### Exercise prompt:
Copy every line below, from the one containing "Target: car windshield" through the last, with each point coordinate multiplied by 2.35 and rounded to a whole number (halves round up).

==*==

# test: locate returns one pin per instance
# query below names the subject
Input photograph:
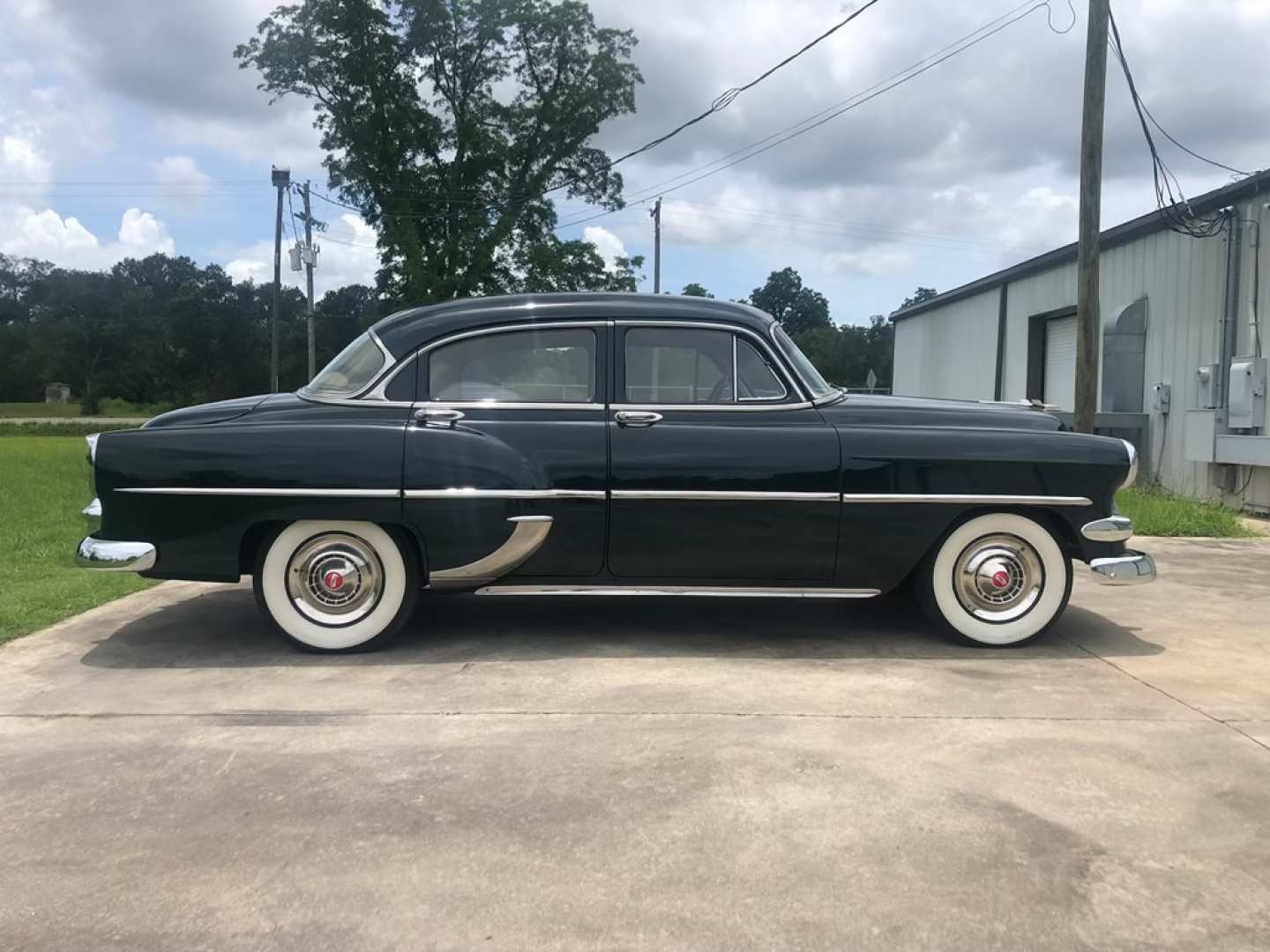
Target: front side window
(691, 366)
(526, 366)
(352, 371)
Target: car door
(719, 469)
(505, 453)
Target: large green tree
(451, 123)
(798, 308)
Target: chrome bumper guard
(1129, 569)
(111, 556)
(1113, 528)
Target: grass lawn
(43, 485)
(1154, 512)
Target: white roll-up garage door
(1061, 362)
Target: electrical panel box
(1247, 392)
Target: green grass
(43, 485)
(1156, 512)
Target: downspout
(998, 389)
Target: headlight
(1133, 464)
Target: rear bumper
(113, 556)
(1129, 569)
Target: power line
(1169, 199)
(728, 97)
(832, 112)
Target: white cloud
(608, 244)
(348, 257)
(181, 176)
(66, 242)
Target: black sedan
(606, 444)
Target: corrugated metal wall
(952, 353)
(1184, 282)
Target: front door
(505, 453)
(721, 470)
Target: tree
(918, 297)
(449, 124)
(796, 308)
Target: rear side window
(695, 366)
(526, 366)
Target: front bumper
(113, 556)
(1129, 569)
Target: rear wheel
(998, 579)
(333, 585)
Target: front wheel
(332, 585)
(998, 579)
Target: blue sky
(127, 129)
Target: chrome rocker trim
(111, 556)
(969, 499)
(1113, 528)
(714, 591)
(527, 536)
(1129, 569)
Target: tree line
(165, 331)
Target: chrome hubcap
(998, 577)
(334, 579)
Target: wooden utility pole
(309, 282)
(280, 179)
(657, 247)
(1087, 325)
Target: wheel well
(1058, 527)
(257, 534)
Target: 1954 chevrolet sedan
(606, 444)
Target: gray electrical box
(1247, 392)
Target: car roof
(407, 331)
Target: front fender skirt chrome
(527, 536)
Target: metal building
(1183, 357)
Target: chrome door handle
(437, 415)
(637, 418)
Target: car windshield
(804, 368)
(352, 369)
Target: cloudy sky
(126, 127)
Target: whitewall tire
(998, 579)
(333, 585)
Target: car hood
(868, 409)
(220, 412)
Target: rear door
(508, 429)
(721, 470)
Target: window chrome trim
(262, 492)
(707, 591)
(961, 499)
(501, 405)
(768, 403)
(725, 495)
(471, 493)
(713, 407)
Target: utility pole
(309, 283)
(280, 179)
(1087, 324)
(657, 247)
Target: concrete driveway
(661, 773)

==*==

### Answer for this exercise:
Target: car windshield
(1889, 865)
(827, 867)
Target: cloudy sky
(296, 298)
Target: whitewall tire
(2345, 1361)
(783, 1375)
Target: car hood
(2040, 961)
(517, 968)
Target: rear door
(1194, 1008)
(1694, 1105)
Target: window chrome trim
(616, 1156)
(1661, 1389)
(2258, 1173)
(1177, 952)
(1805, 947)
(1704, 1163)
(1107, 1159)
(1676, 956)
Target: utility pole
(726, 665)
(658, 421)
(2554, 761)
(1544, 580)
Target: concrete driveway
(1553, 1817)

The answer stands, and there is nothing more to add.